Objective — Count the lines in the rows below that contain the word "window", and give only the number.

Entries taken from a collection

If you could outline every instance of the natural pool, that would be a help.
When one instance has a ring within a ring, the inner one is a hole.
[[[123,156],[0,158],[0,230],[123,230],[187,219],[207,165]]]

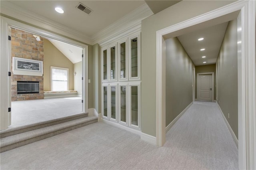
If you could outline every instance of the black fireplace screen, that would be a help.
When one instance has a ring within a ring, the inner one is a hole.
[[[39,82],[17,81],[17,92],[19,94],[39,93]]]

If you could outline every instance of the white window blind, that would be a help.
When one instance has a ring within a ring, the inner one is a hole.
[[[51,67],[52,91],[68,90],[68,69]]]

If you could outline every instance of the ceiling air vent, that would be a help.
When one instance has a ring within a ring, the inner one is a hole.
[[[79,2],[78,5],[76,6],[76,8],[79,9],[82,11],[84,12],[88,15],[90,15],[90,14],[91,14],[92,12],[92,10],[85,6],[84,5],[82,4],[80,2]]]

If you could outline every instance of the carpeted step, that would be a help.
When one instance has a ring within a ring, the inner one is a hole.
[[[80,113],[21,127],[8,128],[7,129],[0,131],[0,138],[5,138],[19,133],[86,117],[88,116],[88,113]]]
[[[36,142],[98,122],[96,117],[90,116],[2,138],[0,152]]]

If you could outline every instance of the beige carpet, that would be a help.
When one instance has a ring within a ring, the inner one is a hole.
[[[238,169],[238,151],[216,103],[193,104],[163,147],[103,122],[1,153],[1,169]]]

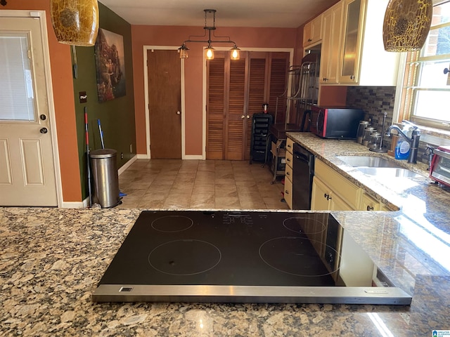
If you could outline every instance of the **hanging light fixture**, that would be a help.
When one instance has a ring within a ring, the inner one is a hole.
[[[203,27],[203,29],[205,29],[205,34],[201,36],[198,36],[198,35],[190,36],[189,39],[188,39],[184,42],[183,42],[183,44],[181,44],[181,46],[178,48],[180,53],[180,58],[188,58],[187,51],[188,51],[189,48],[186,46],[186,43],[200,42],[200,43],[207,44],[207,47],[205,49],[205,58],[207,60],[214,59],[214,48],[212,48],[212,44],[213,43],[233,44],[234,46],[230,50],[231,51],[231,60],[239,60],[239,57],[240,57],[239,51],[240,49],[238,48],[238,46],[236,45],[235,41],[231,41],[229,37],[216,37],[213,34],[213,37],[214,38],[224,38],[226,39],[214,40],[214,41],[211,39],[211,31],[216,30],[216,11],[217,11],[215,9],[204,9],[203,11],[205,12],[205,27]],[[212,15],[212,25],[207,25],[208,15]],[[207,37],[207,39],[204,39],[204,40],[192,39],[193,38],[195,38],[195,37],[205,37],[205,38]]]
[[[432,0],[390,0],[382,27],[385,49],[421,49],[430,31],[432,13]]]
[[[210,44],[205,49],[205,55],[207,60],[214,60],[214,48]]]
[[[186,44],[183,44],[178,50],[179,51],[180,58],[188,58],[188,51],[189,48],[186,46]]]
[[[94,46],[98,32],[97,0],[50,0],[50,15],[58,41]]]
[[[231,48],[231,60],[239,60],[239,58],[240,58],[239,51],[240,51],[240,49],[239,49],[235,44],[234,47]]]

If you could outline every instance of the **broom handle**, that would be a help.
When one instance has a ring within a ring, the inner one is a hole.
[[[86,131],[86,154],[87,157],[87,189],[89,193],[89,207],[92,206],[92,191],[91,189],[91,166],[89,165],[89,133],[87,124],[87,107],[84,107],[84,130]]]

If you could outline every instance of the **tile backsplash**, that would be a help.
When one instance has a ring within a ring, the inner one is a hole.
[[[372,126],[381,131],[383,113],[387,112],[385,127],[392,124],[394,86],[349,86],[347,106],[362,109],[365,120],[371,120]]]
[[[363,110],[364,120],[370,120],[378,132],[381,132],[384,112],[387,114],[385,129],[392,124],[394,100],[394,86],[349,86],[347,90],[347,106]],[[383,144],[387,148],[391,143],[390,137],[384,137]]]
[[[394,86],[349,86],[347,93],[347,105],[349,107],[362,109],[366,112],[365,120],[371,120],[372,126],[381,132],[383,113],[387,112],[385,128],[392,124],[394,114],[394,103],[395,99]],[[421,138],[426,131],[422,132]],[[430,137],[428,138],[430,139]],[[392,138],[385,136],[383,144],[390,148]],[[428,153],[426,152],[427,145],[437,147],[432,142],[420,141],[418,161],[428,164]]]

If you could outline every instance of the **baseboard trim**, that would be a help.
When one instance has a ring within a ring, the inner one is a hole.
[[[138,159],[150,159],[150,156],[147,154],[137,154]]]
[[[203,160],[203,156],[200,155],[189,155],[184,156],[184,160]]]
[[[63,209],[83,209],[88,206],[89,198],[86,198],[82,201],[63,201]]]
[[[133,164],[137,159],[138,159],[138,156],[135,154],[134,157],[133,157],[131,159],[129,159],[128,161],[124,164],[122,166],[122,167],[117,170],[117,174],[120,176],[122,173],[123,173],[125,171],[127,168],[128,168],[129,166],[131,166],[131,164]]]

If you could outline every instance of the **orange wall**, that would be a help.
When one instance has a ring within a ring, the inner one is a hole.
[[[131,26],[137,153],[146,153],[143,46],[179,46],[184,41],[188,39],[189,35],[202,35],[203,30],[202,27]],[[296,45],[297,34],[296,29],[290,28],[218,27],[216,30],[216,35],[229,36],[241,49],[245,48],[294,48]],[[205,40],[207,38],[197,38],[197,39]],[[224,39],[212,38],[212,39]],[[205,146],[202,143],[202,44],[188,44],[190,48],[189,57],[184,61],[186,155],[201,155],[202,147]],[[216,46],[228,46],[229,44],[226,44],[216,45]],[[231,48],[232,46],[229,46]]]
[[[46,11],[63,198],[65,201],[81,201],[70,47],[56,40],[51,26],[49,0],[8,1],[0,9]]]

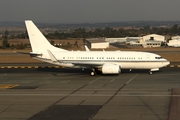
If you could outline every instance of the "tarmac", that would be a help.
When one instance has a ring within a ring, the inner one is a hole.
[[[6,65],[5,65],[6,66]],[[124,70],[90,76],[89,70],[0,68],[2,120],[179,120],[180,68]],[[36,66],[36,65],[34,65]]]

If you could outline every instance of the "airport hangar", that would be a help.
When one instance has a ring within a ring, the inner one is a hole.
[[[91,49],[105,49],[109,48],[109,42],[106,42],[104,38],[91,38],[85,40],[86,45]]]

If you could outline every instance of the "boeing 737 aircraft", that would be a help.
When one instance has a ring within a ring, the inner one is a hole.
[[[90,68],[90,75],[97,71],[102,74],[119,74],[122,69],[148,69],[149,73],[167,66],[169,61],[149,52],[134,51],[68,51],[54,47],[31,20],[25,21],[29,35],[32,58],[54,65]]]

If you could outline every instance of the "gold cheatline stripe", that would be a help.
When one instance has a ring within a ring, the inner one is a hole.
[[[18,68],[19,66],[14,66],[14,68]]]
[[[59,68],[59,66],[54,66],[54,68]]]
[[[34,66],[34,68],[39,68],[39,66]]]
[[[174,67],[174,65],[170,65],[170,67]]]
[[[0,89],[8,89],[19,86],[19,84],[0,84]]]

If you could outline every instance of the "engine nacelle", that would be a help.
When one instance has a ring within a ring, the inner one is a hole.
[[[104,64],[102,66],[102,74],[119,74],[121,68],[117,64]]]

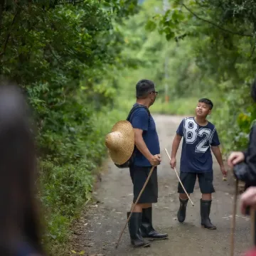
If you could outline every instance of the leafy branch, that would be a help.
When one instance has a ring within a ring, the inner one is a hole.
[[[201,18],[200,17],[198,14],[195,14],[193,11],[191,11],[190,9],[188,9],[184,4],[182,4],[182,6],[185,7],[185,9],[188,11],[191,14],[193,14],[195,17],[196,17],[198,19],[201,20],[201,21],[203,21],[204,22],[207,22],[209,24],[211,24],[214,26],[215,26],[216,28],[225,31],[225,32],[228,32],[228,33],[232,33],[233,35],[238,35],[238,36],[247,36],[247,37],[253,37],[253,35],[252,34],[245,34],[245,33],[240,33],[240,32],[236,32],[236,31],[231,31],[228,29],[226,29],[225,28],[223,28],[221,27],[220,26],[215,23],[213,21],[208,21],[207,19],[205,19],[203,18]]]
[[[15,21],[18,16],[18,14],[21,12],[21,9],[18,8],[18,10],[16,11],[14,16],[14,18],[11,21],[11,28],[7,34],[7,36],[6,36],[6,38],[4,41],[4,47],[3,47],[3,51],[1,53],[0,53],[0,57],[1,57],[3,55],[4,55],[6,50],[6,47],[7,47],[7,44],[8,44],[8,42],[9,41],[9,38],[10,38],[10,36],[11,36],[11,29],[12,29],[12,27],[15,23]]]

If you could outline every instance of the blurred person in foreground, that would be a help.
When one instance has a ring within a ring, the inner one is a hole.
[[[251,96],[256,102],[256,79],[252,85]],[[256,124],[251,128],[247,149],[244,151],[232,152],[228,164],[233,169],[235,176],[245,183],[245,190],[256,186]]]
[[[0,81],[0,255],[41,256],[36,158],[19,88]]]
[[[256,102],[256,79],[251,87],[251,97]],[[241,195],[241,213],[250,214],[250,208],[256,209],[256,124],[253,124],[249,136],[247,149],[244,151],[232,152],[228,164],[233,169],[235,178],[245,183],[245,192]],[[247,256],[256,256],[256,244]]]

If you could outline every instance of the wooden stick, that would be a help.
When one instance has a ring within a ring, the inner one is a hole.
[[[116,247],[115,247],[116,249],[117,249],[117,247],[118,247],[119,242],[119,241],[120,241],[120,239],[121,239],[121,238],[122,238],[122,234],[123,234],[124,232],[125,228],[127,227],[127,223],[128,223],[129,220],[130,220],[130,218],[131,218],[131,217],[132,217],[132,213],[133,213],[133,211],[134,211],[134,208],[135,208],[136,205],[137,204],[137,203],[138,203],[138,201],[139,201],[139,198],[140,198],[140,197],[141,197],[143,191],[144,191],[144,189],[145,189],[145,188],[146,188],[146,184],[148,183],[151,176],[152,175],[152,173],[153,173],[153,171],[154,171],[154,168],[155,168],[155,166],[152,166],[152,168],[151,169],[150,172],[149,172],[149,176],[148,176],[148,177],[146,178],[146,181],[145,181],[145,183],[144,184],[143,188],[142,188],[141,191],[139,192],[139,196],[138,196],[138,198],[137,198],[137,200],[136,200],[136,202],[134,203],[134,205],[133,205],[132,207],[131,213],[130,213],[130,214],[129,214],[129,217],[128,217],[128,218],[127,218],[127,222],[126,222],[126,223],[125,223],[125,225],[124,225],[124,228],[122,229],[122,232],[121,232],[121,234],[120,234],[120,235],[119,235],[119,238],[118,238],[118,240],[117,240],[117,245],[116,245]]]
[[[169,158],[169,159],[170,159],[170,161],[171,161],[171,156],[170,156],[170,155],[169,154],[169,153],[168,153],[168,151],[167,151],[167,149],[165,149],[165,151],[166,151],[166,154],[167,154],[168,157]],[[181,178],[180,178],[180,177],[179,177],[179,176],[178,176],[178,174],[177,170],[176,169],[175,167],[174,167],[174,171],[175,171],[175,173],[176,173],[176,176],[177,176],[177,178],[178,178],[178,179],[179,183],[181,183],[181,186],[182,186],[182,188],[183,189],[183,191],[185,191],[186,194],[187,195],[187,196],[188,196],[189,201],[191,201],[192,206],[194,206],[194,204],[193,204],[193,203],[192,202],[192,200],[190,198],[190,197],[189,197],[187,191],[186,191],[184,186],[183,186],[183,183],[182,183],[181,181]]]
[[[233,220],[231,223],[231,237],[230,237],[230,256],[234,256],[235,252],[235,217],[238,201],[238,180],[235,181],[235,196],[233,209]]]
[[[250,207],[250,220],[251,220],[251,236],[252,236],[252,247],[255,246],[255,209]]]

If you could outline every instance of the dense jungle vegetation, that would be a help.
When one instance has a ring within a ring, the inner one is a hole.
[[[159,92],[153,112],[192,114],[210,97],[225,152],[246,146],[255,30],[253,0],[1,1],[0,75],[33,110],[51,255],[90,200],[105,135],[126,118],[139,79]]]

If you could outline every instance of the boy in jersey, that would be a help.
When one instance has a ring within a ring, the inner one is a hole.
[[[208,99],[199,100],[196,108],[195,117],[184,118],[180,124],[174,139],[170,165],[174,169],[176,165],[177,150],[183,137],[182,145],[180,178],[188,194],[193,192],[196,180],[198,178],[200,189],[202,193],[201,199],[201,225],[206,228],[215,230],[209,215],[212,202],[211,193],[215,192],[213,181],[213,151],[223,175],[225,177],[225,171],[219,148],[220,142],[215,126],[206,119],[210,114],[213,104]],[[178,183],[180,208],[177,217],[180,223],[186,218],[186,209],[188,197]]]

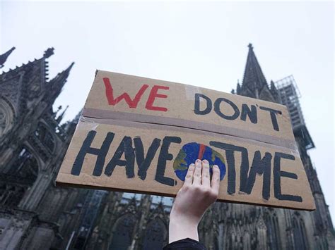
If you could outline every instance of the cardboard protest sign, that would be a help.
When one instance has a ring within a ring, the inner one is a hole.
[[[219,201],[315,209],[284,106],[102,70],[57,183],[173,196],[197,158]]]

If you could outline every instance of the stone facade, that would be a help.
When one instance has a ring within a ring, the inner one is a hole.
[[[1,67],[13,49],[0,56]],[[172,199],[59,188],[54,180],[78,117],[61,125],[52,110],[71,64],[47,80],[47,49],[0,75],[0,249],[159,249],[168,242]],[[237,94],[281,102],[254,53]],[[317,210],[216,203],[199,225],[208,249],[334,249],[328,206],[301,133],[295,131]]]

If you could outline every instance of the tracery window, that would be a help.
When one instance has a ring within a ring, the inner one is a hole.
[[[276,213],[266,213],[265,221],[266,223],[267,244],[270,249],[281,249],[281,235],[278,218]]]
[[[37,175],[38,164],[35,158],[25,148],[22,148],[9,168],[0,174],[0,206],[18,206]]]
[[[35,135],[50,152],[54,151],[54,137],[42,123],[38,123],[37,128],[35,130]]]
[[[162,220],[156,218],[147,226],[143,239],[143,249],[162,249],[166,229]]]
[[[38,175],[37,161],[27,149],[23,147],[6,174],[18,179],[20,183],[32,185]]]
[[[308,249],[308,241],[305,223],[300,216],[294,216],[293,220],[293,239],[295,249]]]
[[[131,244],[134,227],[136,217],[133,215],[125,215],[117,222],[115,227],[110,250],[127,250]]]

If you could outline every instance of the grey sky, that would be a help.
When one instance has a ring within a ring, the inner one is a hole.
[[[293,74],[334,221],[334,4],[316,2],[0,3],[5,70],[55,48],[50,76],[76,64],[56,106],[83,107],[95,69],[230,92],[249,42],[268,82]],[[56,107],[55,106],[55,107]]]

Solution to the problem — 2